Required action: Extract the full listing below without altering a single character.

Data under study:

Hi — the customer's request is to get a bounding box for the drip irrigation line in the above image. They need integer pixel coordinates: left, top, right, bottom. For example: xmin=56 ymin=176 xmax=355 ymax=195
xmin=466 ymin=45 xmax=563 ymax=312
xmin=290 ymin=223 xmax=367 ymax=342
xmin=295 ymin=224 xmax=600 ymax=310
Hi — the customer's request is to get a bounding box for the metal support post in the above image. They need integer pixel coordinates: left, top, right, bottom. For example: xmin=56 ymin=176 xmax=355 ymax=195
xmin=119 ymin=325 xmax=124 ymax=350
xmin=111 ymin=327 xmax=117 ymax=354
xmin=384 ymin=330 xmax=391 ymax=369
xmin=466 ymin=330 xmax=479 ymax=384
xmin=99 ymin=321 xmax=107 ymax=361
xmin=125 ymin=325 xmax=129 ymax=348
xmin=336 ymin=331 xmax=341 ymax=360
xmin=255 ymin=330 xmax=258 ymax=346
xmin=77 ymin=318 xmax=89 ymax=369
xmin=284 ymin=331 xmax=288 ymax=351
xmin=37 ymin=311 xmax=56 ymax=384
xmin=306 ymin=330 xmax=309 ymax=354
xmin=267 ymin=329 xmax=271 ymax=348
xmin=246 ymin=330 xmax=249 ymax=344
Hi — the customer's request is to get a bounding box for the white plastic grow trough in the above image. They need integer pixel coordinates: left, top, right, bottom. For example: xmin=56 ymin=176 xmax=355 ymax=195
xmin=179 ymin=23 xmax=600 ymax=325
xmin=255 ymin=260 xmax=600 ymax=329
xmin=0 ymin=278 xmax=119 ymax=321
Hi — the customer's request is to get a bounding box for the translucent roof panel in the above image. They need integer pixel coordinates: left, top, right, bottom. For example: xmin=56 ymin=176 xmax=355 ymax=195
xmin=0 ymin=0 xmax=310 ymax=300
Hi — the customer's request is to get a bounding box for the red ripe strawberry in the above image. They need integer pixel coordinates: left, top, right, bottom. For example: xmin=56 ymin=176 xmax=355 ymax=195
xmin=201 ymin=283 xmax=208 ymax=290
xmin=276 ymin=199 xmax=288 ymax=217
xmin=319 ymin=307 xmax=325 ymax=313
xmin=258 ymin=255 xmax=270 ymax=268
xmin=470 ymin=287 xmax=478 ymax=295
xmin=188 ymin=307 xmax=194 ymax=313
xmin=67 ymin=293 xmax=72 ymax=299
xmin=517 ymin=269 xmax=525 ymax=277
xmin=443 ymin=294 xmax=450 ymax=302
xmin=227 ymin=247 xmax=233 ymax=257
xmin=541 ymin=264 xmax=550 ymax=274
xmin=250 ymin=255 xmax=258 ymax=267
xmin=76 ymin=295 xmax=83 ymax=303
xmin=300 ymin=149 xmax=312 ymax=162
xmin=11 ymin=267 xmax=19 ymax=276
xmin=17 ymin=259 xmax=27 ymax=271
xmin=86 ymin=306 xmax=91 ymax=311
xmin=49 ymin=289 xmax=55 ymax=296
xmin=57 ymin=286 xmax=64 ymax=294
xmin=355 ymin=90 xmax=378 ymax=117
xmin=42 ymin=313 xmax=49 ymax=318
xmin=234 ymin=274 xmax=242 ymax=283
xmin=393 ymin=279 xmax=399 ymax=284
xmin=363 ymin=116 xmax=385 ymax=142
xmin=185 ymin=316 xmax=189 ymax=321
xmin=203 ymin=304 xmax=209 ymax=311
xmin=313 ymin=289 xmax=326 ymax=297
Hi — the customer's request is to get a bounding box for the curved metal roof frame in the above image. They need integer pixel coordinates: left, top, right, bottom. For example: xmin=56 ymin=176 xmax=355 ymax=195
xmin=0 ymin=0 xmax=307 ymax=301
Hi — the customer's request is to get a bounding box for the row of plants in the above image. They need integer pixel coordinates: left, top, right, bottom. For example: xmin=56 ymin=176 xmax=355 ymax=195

Exercise solution:
Hi — the customer's request is to get a bounding box for the drip irrigation line in the above image. They need integer pixel coordinates: left, top, right, bottom. For example: xmin=56 ymin=176 xmax=355 ymax=195
xmin=466 ymin=45 xmax=563 ymax=312
xmin=290 ymin=223 xmax=367 ymax=342
xmin=295 ymin=224 xmax=600 ymax=310
Hi — the customer's request is to get a bounding box for the metal support post in the above image. They need integer pixel coordinates: left, top, right, bottom. For example: xmin=56 ymin=176 xmax=355 ymax=195
xmin=119 ymin=325 xmax=124 ymax=350
xmin=111 ymin=327 xmax=117 ymax=354
xmin=384 ymin=330 xmax=391 ymax=369
xmin=466 ymin=330 xmax=479 ymax=384
xmin=99 ymin=321 xmax=107 ymax=361
xmin=125 ymin=325 xmax=129 ymax=348
xmin=336 ymin=331 xmax=341 ymax=360
xmin=255 ymin=330 xmax=258 ymax=346
xmin=77 ymin=318 xmax=89 ymax=369
xmin=284 ymin=331 xmax=288 ymax=351
xmin=37 ymin=311 xmax=56 ymax=384
xmin=306 ymin=330 xmax=309 ymax=354
xmin=267 ymin=329 xmax=271 ymax=348
xmin=246 ymin=330 xmax=249 ymax=344
Hi — the customer's request is to get a bounding box for the white plastic grow trough in the above image. They need integer pixel coordinates: left, top, right, bottom. For example: xmin=56 ymin=176 xmax=355 ymax=195
xmin=179 ymin=23 xmax=600 ymax=325
xmin=255 ymin=260 xmax=600 ymax=329
xmin=0 ymin=278 xmax=119 ymax=321
Hi — the customer's request is to get a bounding box for the translucent roof panel in the above image. They need integer pixel coordinates: left, top, right, bottom. For example: xmin=56 ymin=176 xmax=355 ymax=195
xmin=0 ymin=0 xmax=310 ymax=300
Hi — the customer's request is to get a bounding box for the red ripe strawberry in the above image. They need integer pixel coordinates: left, top, right, bottom. For example: xmin=56 ymin=176 xmax=355 ymax=195
xmin=201 ymin=283 xmax=208 ymax=290
xmin=276 ymin=199 xmax=288 ymax=217
xmin=319 ymin=307 xmax=325 ymax=313
xmin=258 ymin=255 xmax=270 ymax=268
xmin=470 ymin=287 xmax=478 ymax=295
xmin=188 ymin=307 xmax=194 ymax=313
xmin=67 ymin=293 xmax=72 ymax=299
xmin=517 ymin=269 xmax=525 ymax=277
xmin=443 ymin=294 xmax=450 ymax=302
xmin=227 ymin=247 xmax=233 ymax=257
xmin=541 ymin=264 xmax=550 ymax=274
xmin=250 ymin=255 xmax=258 ymax=267
xmin=76 ymin=295 xmax=83 ymax=303
xmin=300 ymin=149 xmax=312 ymax=162
xmin=11 ymin=267 xmax=19 ymax=276
xmin=17 ymin=259 xmax=27 ymax=271
xmin=86 ymin=306 xmax=91 ymax=311
xmin=49 ymin=289 xmax=55 ymax=296
xmin=57 ymin=286 xmax=64 ymax=294
xmin=355 ymin=90 xmax=378 ymax=117
xmin=42 ymin=313 xmax=49 ymax=318
xmin=234 ymin=274 xmax=242 ymax=283
xmin=393 ymin=279 xmax=399 ymax=284
xmin=363 ymin=116 xmax=385 ymax=142
xmin=185 ymin=316 xmax=189 ymax=321
xmin=203 ymin=304 xmax=209 ymax=311
xmin=313 ymin=289 xmax=326 ymax=297
Hi — the customer's request is to get a bounding box for the curved metal roof frame in the above image. They need integer pixel coordinates: left, top, right, bottom. For example: xmin=56 ymin=176 xmax=355 ymax=195
xmin=0 ymin=0 xmax=307 ymax=301
Hi — the customer's request is to get a bounding box for the row of plants in the above image. They need integer pixel coordinates: left, top, right, bottom. For example: xmin=56 ymin=176 xmax=355 ymax=195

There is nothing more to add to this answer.